**Task**
I'd like the data beneath this line reproduced exactly, without any of its images.

== Segment start ==

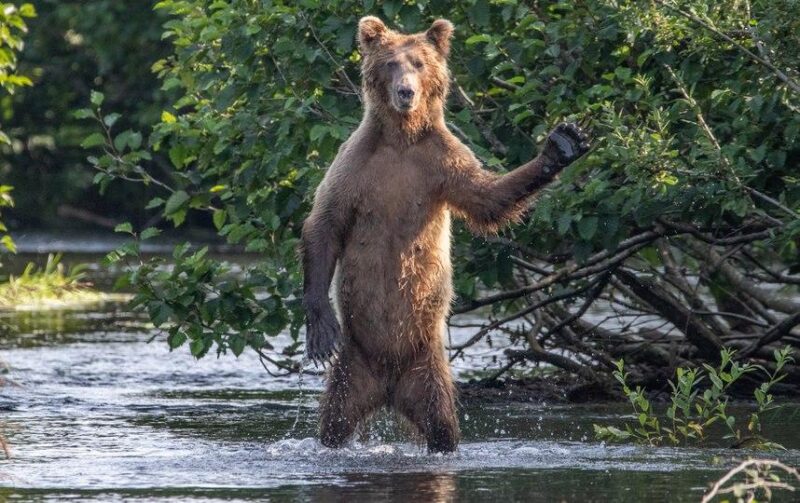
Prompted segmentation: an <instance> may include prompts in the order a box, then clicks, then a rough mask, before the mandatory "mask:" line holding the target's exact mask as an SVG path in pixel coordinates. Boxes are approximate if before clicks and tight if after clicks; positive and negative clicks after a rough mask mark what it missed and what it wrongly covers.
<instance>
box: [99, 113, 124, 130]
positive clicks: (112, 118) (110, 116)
mask: <svg viewBox="0 0 800 503" xmlns="http://www.w3.org/2000/svg"><path fill="white" fill-rule="evenodd" d="M120 117H122V116H121V115H120V114H118V113H110V114H108V115H106V116H105V117H103V122H104V123H105V125H106V126H108V127H111V126H113V125H114V124H116V122H117V121H118V120H119V118H120Z"/></svg>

== Segment end ==

**Solution to this problem**
Prompted segmentation: an <instance> may include prompts in the order a box, then clicks, then a rough mask, before the mandatory "mask:" line holding the target's exact mask as an SVG path in pixel coordinates. Boxes are approximate if before clicks and tight if after clicks; positive and negative clicks after a rough mask mark what it missed and what it wrongly covers.
<instance>
box: [99, 113, 124, 130]
positive clicks: (112, 118) (110, 116)
mask: <svg viewBox="0 0 800 503" xmlns="http://www.w3.org/2000/svg"><path fill="white" fill-rule="evenodd" d="M120 117H122V116H121V115H120V114H118V113H110V114H108V115H106V116H105V117H103V122H104V123H105V125H106V126H108V127H111V126H113V125H114V124H116V122H117V121H118V120H119V118H120Z"/></svg>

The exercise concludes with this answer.